* What is expected: Exactly as they appear, copy the lines from the start of the entries below to the line containing "Where can the ski pole be", both ends included.

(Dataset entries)

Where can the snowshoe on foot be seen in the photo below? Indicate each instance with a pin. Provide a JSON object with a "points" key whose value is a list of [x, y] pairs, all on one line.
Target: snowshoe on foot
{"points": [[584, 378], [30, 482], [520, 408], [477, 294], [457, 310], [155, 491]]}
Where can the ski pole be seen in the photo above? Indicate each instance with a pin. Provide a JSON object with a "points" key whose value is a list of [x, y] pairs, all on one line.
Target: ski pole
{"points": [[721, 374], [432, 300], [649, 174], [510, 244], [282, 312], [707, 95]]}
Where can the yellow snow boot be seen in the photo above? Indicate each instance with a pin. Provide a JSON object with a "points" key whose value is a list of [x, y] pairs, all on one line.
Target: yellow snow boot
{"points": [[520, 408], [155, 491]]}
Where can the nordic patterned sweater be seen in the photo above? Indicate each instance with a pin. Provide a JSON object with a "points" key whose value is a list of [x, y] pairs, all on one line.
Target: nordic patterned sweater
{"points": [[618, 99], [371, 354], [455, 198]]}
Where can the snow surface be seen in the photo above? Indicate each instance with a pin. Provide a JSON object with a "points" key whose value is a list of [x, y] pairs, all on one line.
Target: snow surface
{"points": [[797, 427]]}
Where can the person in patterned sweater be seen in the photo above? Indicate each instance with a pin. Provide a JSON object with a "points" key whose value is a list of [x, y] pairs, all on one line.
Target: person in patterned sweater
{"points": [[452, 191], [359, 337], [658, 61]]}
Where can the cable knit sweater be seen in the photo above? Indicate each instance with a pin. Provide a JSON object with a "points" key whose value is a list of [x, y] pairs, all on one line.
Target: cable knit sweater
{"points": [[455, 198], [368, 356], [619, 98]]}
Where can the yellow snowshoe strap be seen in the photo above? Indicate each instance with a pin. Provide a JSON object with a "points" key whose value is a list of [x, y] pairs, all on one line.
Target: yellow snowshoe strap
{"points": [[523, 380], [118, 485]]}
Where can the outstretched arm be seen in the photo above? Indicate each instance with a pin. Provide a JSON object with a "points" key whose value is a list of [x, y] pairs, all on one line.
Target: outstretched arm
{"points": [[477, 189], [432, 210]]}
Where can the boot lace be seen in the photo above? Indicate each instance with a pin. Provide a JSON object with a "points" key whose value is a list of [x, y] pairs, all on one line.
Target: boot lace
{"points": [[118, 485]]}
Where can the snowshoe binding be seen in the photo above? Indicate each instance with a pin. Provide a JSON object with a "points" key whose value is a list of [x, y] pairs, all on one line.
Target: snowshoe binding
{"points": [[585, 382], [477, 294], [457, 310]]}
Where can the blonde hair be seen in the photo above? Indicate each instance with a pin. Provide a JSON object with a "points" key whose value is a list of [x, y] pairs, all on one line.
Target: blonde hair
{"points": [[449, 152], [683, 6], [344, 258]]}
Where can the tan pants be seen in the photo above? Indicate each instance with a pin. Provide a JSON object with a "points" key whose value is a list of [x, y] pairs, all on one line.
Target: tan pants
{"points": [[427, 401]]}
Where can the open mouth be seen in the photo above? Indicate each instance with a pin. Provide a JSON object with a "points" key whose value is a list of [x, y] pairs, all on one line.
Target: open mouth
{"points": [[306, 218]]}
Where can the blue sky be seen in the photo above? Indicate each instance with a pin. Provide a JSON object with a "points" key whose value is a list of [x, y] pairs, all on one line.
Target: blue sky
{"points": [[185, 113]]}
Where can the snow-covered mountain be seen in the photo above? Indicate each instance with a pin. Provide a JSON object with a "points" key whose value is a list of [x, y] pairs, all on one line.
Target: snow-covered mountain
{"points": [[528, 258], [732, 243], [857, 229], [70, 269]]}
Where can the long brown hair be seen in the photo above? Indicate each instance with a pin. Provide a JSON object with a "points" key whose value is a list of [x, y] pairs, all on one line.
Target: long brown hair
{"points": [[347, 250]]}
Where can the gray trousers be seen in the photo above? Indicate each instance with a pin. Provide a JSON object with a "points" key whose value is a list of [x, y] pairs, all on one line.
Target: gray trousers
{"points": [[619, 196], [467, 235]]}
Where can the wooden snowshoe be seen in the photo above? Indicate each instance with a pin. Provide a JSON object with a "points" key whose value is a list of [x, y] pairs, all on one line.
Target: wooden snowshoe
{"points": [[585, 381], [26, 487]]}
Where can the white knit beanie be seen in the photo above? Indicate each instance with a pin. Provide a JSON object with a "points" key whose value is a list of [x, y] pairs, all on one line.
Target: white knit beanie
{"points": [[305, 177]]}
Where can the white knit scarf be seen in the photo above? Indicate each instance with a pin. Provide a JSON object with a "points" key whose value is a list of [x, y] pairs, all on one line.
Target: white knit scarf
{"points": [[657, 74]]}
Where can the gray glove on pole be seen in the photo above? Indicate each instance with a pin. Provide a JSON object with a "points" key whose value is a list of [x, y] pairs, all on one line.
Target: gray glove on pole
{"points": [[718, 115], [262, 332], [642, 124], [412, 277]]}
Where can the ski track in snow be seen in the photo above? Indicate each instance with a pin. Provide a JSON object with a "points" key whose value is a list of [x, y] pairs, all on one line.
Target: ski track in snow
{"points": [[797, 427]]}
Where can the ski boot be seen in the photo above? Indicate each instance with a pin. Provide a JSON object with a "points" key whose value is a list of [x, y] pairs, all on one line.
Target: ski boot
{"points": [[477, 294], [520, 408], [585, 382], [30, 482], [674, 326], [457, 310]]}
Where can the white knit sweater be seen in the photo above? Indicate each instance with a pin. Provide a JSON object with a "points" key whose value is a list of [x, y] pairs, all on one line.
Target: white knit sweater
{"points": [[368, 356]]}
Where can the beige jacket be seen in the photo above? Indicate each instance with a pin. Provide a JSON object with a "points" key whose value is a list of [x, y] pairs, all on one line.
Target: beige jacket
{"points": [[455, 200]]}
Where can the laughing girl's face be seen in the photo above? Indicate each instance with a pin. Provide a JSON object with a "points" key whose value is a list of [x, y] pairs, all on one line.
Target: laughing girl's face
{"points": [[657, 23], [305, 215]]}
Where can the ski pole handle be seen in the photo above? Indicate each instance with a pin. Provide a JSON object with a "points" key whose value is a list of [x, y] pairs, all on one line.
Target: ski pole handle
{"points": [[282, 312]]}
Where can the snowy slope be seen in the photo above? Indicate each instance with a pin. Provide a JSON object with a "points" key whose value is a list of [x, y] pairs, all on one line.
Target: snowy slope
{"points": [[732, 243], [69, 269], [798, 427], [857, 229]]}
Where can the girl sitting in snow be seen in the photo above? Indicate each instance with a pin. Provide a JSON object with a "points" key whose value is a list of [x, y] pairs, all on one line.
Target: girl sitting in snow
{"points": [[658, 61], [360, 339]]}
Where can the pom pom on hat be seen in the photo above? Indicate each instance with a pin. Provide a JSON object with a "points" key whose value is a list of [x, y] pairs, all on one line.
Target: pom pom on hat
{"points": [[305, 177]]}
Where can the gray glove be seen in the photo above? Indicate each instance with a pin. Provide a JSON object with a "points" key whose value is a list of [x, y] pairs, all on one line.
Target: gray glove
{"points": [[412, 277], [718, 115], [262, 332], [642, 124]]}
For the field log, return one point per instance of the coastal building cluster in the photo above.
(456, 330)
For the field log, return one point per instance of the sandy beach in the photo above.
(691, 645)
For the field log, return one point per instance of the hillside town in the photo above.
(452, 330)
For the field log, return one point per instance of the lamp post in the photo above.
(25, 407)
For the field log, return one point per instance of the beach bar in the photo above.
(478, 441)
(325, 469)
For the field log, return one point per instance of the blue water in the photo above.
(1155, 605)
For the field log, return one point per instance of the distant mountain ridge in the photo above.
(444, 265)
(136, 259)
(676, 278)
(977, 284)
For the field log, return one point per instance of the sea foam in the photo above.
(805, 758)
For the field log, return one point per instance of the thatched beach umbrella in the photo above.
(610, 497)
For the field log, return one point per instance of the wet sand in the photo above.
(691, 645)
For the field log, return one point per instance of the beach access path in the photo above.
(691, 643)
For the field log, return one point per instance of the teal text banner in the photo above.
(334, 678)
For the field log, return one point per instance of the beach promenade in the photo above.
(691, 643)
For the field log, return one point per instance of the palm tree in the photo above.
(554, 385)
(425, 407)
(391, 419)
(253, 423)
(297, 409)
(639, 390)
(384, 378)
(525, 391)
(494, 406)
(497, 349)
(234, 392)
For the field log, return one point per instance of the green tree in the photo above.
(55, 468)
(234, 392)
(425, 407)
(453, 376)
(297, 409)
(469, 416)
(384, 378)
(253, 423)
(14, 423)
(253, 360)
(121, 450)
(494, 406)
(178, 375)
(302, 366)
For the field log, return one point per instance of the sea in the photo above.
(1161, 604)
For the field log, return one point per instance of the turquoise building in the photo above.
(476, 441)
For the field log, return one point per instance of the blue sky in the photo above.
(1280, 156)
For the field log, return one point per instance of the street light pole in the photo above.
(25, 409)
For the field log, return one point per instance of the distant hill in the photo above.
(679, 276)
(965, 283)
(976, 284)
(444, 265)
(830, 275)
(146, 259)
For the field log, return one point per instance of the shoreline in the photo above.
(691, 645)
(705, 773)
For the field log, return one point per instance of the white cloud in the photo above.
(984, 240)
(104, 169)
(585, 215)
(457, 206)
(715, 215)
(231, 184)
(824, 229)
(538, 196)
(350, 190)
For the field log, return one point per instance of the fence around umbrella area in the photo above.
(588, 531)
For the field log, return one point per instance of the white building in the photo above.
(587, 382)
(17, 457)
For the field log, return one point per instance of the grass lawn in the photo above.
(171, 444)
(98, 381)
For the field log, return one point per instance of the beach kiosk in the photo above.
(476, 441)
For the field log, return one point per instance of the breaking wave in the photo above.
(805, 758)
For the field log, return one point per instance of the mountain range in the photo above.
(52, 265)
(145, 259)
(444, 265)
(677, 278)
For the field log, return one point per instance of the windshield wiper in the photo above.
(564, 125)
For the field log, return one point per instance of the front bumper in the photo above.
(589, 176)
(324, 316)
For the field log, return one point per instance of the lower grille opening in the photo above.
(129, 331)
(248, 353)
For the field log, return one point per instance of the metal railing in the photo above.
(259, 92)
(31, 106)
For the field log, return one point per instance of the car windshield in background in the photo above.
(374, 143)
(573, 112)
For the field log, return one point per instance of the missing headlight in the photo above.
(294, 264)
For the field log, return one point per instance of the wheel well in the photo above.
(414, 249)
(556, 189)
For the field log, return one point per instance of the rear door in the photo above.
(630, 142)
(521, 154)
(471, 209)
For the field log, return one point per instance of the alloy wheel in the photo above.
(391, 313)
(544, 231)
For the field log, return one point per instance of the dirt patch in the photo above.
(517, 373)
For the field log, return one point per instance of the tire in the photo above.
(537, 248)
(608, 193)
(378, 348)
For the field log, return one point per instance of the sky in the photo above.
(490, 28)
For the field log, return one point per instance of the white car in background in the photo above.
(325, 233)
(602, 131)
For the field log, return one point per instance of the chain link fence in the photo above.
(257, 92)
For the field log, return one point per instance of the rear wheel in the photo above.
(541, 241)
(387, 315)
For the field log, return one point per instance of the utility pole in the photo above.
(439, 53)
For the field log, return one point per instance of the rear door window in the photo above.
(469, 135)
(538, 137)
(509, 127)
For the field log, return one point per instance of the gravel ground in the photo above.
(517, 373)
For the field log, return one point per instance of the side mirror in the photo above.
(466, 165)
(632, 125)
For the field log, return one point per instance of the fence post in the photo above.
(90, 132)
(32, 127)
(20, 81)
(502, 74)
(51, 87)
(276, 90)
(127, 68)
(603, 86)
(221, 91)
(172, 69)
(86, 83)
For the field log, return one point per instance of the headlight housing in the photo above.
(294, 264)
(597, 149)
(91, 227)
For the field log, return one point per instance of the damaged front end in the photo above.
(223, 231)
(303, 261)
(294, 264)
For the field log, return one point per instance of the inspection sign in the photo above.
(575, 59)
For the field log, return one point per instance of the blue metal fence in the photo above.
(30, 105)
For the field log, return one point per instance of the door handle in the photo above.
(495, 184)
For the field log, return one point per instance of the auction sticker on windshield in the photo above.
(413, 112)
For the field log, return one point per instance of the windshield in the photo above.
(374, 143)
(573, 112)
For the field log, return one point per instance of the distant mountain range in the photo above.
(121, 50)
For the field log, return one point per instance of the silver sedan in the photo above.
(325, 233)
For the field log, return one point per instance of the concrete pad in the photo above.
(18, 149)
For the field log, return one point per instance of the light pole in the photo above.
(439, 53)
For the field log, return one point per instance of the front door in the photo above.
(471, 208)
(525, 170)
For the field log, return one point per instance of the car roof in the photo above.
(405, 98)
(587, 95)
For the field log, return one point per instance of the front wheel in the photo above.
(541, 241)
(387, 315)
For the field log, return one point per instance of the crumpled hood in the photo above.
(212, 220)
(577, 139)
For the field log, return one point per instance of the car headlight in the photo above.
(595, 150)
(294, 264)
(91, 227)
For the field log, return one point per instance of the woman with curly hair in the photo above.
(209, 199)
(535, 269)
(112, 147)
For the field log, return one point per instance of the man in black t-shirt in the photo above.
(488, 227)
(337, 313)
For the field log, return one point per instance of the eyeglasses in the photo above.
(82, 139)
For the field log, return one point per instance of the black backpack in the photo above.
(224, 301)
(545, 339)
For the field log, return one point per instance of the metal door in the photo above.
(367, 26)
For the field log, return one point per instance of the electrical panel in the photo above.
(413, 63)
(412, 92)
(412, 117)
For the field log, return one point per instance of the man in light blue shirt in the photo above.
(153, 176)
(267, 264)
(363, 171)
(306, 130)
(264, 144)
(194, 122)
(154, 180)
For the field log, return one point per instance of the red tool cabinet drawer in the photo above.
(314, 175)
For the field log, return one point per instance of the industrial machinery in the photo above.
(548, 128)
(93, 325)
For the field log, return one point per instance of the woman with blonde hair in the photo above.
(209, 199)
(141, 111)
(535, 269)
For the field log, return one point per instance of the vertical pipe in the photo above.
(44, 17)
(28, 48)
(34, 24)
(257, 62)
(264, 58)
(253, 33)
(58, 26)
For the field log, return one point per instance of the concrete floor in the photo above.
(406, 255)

* Task answer:
Where can the snowshoe on foot be seen in the photo below? Indicate each instance with a pin. Provide a JSON object with a "points" key whose value is a list of [x, y] pairs, all on one line.
Target: snowshoe on foot
{"points": [[584, 378], [30, 482], [520, 408], [477, 294], [457, 310], [155, 491]]}
Where can the ski pole be seen in the photo above? Indicate each instance with a pin. Provide a JSON object with a "points" key whose value is a list of [x, y] pairs, all on one line.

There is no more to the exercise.